**Consegna:**
Queste affermazioni concordano con il brano su Philippe Besson? Per ciascuna rispondi sì o no e cita alla lettera le parole del brano che lo stabiliscono: 1. Philippe era il figlio prediletto di un insegnante. 2. Thomas proviene da una famiglia di estrazione operaia. 3. Sui foglietti che si scambiano, l'ora e il luogo sono scritti a matita.

**Brano estratto:**
####################

Il colpo di fulmine di Philippe Besson, oggi scrittore di successo,
non fa eccezione. Correvano i primi anni Ottanta. Lui, educato sin
dall'infanzia a primeggiare, e per questo a suscitare antipatia nei
coetanei, era il figlio prediletto di un insegnante che sognava un
futuro accademico per quel secondogenito obbediente che, se al liceo
faceva parlare di sé, era soltanto perché brillante nello studio e
vagamente effeminato nel buon gusto, nei movimenti delle
mani. Fuori dal branco, ma abbastanza misantropo da farne in fondo un
vanto, mette alla prova la propria natura a undici anni e a
diciassette è irrimediabilmente attratto dalla solitudine di un
altro come lui: Thomas, due occhi nerissimi e una famiglia
d'estrazione contadina da cui ha ereditato il fare laconico, i
sorrisi centellinati, il rispetto remissivo per la fatica nei campi.
Da un capo e l'altro del cortile, al solito, all'inizio si scrutano e
basta. Non hanno scuse valide per parlarsi, no, appartenendo a classi e a ceti sociali opposti. Finché l'adolescente che fuma
sempre in disparte, comunque meglio integrato di Philippe in quella
scuola di provincia, non entra deliberatamente nel campo visivo
dell'altro – lo fanno per prime le sue scarpe da ginnastica
scolorite, la cicca che gli arde in bocca. Non può
custodire il segreto sulla propria sessualità da solo, non più. Ne
nasce una relazione clandestina identica a mille e a nessun'altra. Un
patto segreto senza preliminari, senza preservativo, senza pensieri,
che vive di foglietti volanti – l'ora e il luogo scarabocchiati a
penna – e nessuna paura per l'Aids, l'abbandono, quel che sarà di
loro. Quando la pioggia o una tenerezza improvvise li coglieranno di
sorpresa, nel capannone della palestra o l'uno sul petto dell'altro,
giocheranno a studiarsi a vicenda i nei, le sfumature della pelle, i
destini contrapposti – Thomas si auspica infatti la fuga dalla mediocrità
dell'aspirante scrittore, Philippe presagisce che per il giovane
amante in un giorno non lontano sarà più facile troncare il
rapporto. Qualcuno, tuttavia, si sbaglia.
Io
sono il mondo invisibile, sotterraneo, straordinario. Di solito
questa singolarità mi rende felice. Stasera mi fa soffrire in modo
insensato.
Un
altro viaggio nei migliori anni, un'altra passione omosessuale
dall'annunciato finale amaro, un altro ragazzo triste che si strugge
e ci fa struggere. Siamo nei territori di Aciman, ma a Non
mentirmi mancano gli Eden
sospesi in un'estate eterna, le meditazioni filosofiche, i genitori
che comprendono – semmai, con il senno di poi, sono i figli ad
accettare i trascorsi sentimentali dei familiari, non il contrario.

####################

**Voci fornite:**
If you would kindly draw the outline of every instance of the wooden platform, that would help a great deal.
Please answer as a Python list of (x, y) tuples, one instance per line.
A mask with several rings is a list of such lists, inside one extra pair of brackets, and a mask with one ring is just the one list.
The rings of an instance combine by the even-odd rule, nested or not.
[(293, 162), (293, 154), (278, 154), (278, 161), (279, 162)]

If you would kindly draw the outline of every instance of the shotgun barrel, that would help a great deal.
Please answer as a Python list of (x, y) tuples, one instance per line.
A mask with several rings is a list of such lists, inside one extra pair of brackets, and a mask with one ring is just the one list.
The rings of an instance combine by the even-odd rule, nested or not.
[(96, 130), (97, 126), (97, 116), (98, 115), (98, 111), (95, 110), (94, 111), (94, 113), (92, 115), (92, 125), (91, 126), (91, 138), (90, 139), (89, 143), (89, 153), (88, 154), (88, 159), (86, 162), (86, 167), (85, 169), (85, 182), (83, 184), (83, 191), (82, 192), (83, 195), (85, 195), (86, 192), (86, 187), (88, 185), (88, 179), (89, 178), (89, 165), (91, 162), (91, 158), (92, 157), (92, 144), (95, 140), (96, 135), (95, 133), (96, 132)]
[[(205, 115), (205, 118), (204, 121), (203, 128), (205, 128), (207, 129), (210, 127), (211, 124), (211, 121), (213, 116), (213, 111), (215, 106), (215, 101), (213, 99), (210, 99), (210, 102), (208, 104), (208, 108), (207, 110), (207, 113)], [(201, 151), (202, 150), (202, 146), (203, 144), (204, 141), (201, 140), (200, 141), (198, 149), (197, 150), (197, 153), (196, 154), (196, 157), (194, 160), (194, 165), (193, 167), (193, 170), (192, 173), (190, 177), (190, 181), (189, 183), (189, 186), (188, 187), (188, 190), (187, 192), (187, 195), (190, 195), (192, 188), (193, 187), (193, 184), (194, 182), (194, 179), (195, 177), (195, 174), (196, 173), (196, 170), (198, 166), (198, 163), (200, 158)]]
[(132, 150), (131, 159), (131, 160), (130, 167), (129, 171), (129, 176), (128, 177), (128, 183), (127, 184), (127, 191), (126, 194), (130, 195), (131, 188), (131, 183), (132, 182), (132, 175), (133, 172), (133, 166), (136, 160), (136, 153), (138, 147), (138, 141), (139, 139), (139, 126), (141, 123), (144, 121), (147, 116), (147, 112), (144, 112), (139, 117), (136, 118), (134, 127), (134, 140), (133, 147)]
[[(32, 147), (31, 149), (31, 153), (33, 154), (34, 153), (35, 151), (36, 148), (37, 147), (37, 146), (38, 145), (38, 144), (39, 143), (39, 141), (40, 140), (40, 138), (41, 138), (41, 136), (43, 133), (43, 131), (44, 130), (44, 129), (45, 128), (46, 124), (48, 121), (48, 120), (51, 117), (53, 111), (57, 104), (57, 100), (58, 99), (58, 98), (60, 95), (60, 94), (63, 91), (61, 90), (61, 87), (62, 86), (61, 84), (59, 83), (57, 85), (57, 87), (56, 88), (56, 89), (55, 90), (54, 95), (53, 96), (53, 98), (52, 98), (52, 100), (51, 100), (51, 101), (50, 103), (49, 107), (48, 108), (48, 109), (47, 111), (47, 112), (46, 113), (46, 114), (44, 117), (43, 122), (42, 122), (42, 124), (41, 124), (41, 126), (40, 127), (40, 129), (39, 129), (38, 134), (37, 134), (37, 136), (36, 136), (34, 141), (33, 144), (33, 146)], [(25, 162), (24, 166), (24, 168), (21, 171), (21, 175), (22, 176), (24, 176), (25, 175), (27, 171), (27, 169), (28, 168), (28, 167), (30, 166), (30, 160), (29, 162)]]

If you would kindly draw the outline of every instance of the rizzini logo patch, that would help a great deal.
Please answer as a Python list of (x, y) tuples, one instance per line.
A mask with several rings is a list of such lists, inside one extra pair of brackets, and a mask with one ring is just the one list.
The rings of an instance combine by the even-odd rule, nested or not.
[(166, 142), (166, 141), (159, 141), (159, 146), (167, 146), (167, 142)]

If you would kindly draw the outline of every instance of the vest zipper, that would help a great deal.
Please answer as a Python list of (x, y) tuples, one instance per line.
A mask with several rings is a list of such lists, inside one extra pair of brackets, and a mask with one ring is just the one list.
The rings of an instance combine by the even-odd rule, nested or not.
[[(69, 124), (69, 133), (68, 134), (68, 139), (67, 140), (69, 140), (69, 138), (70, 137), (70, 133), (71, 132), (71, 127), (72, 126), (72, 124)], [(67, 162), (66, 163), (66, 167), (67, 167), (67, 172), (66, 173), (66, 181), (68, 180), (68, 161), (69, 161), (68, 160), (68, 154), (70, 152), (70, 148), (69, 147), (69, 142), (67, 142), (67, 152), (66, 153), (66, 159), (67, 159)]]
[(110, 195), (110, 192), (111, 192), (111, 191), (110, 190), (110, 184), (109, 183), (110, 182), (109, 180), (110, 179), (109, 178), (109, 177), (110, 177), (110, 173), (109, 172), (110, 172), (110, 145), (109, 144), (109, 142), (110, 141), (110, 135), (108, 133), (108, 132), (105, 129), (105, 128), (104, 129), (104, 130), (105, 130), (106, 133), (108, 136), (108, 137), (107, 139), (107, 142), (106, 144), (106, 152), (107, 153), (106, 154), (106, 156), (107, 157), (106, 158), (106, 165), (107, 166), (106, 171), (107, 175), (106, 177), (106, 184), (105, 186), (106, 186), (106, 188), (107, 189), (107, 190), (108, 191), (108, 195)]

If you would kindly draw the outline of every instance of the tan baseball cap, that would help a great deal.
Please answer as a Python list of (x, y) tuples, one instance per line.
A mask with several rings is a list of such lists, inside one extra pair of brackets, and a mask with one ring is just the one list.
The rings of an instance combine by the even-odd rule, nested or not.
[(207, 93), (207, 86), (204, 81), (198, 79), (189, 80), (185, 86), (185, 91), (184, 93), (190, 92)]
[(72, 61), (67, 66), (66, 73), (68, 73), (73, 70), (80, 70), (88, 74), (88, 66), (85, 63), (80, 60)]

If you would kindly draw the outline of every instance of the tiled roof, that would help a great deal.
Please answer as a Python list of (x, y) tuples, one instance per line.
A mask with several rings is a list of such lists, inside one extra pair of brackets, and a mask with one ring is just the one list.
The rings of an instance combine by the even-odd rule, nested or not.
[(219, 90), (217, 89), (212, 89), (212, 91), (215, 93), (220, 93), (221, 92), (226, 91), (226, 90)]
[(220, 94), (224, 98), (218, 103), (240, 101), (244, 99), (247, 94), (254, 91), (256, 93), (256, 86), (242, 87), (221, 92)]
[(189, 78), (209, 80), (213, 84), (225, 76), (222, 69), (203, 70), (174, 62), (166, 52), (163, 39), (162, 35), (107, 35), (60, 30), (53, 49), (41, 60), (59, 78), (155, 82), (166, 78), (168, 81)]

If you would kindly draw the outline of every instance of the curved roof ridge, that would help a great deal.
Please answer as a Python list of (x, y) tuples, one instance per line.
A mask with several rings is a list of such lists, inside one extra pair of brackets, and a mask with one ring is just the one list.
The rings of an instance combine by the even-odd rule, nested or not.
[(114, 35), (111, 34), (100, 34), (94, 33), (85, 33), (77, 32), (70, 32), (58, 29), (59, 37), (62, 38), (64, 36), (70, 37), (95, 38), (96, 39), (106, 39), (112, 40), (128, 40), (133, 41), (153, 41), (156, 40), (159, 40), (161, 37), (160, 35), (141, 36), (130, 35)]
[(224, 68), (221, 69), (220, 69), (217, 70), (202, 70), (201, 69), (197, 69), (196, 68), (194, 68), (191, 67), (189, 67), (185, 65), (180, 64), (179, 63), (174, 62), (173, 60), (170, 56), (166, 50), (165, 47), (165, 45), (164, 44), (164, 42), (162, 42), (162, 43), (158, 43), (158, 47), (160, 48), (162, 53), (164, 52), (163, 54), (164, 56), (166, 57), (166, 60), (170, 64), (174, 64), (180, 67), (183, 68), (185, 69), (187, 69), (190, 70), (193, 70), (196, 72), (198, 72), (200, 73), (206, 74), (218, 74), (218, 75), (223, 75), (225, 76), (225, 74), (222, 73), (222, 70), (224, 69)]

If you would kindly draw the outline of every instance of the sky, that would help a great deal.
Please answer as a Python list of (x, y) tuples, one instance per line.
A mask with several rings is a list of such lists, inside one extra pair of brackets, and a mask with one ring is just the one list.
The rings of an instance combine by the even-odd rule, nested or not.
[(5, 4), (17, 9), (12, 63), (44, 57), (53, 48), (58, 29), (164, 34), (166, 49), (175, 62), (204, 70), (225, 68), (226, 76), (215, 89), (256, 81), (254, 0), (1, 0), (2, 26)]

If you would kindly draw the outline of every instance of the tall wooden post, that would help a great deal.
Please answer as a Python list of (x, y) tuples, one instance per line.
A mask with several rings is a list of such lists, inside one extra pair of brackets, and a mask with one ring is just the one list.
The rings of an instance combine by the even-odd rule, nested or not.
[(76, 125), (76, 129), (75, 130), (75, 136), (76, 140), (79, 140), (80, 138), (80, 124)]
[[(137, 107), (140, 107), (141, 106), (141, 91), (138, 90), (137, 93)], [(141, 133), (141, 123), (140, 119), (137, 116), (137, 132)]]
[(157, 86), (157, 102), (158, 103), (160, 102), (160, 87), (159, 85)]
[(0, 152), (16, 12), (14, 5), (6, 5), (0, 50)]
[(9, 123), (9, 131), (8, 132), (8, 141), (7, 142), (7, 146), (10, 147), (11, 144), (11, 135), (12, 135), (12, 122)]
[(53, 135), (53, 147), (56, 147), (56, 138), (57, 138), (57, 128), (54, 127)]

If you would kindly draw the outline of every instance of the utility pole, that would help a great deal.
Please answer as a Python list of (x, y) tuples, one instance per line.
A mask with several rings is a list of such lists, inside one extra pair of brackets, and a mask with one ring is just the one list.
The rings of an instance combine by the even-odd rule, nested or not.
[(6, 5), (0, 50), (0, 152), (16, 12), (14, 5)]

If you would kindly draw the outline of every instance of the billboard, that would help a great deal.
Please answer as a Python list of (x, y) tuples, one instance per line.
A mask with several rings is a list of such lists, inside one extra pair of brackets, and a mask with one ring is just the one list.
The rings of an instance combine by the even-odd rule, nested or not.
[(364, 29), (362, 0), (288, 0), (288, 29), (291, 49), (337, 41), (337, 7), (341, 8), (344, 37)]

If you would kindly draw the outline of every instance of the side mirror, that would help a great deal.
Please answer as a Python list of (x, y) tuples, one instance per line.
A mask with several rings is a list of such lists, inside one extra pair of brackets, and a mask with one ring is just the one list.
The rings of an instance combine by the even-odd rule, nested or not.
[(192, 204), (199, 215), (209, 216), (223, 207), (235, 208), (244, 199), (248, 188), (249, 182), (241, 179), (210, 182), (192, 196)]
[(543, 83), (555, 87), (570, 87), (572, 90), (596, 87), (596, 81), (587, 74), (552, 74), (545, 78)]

####################

**Esercizio svolto:**
1. Sì: «era il figlio prediletto di un insegnante».
2. No: «una famiglia d'estrazione contadina».
3. No: «l'ora e il luogo scarabocchiati a penna».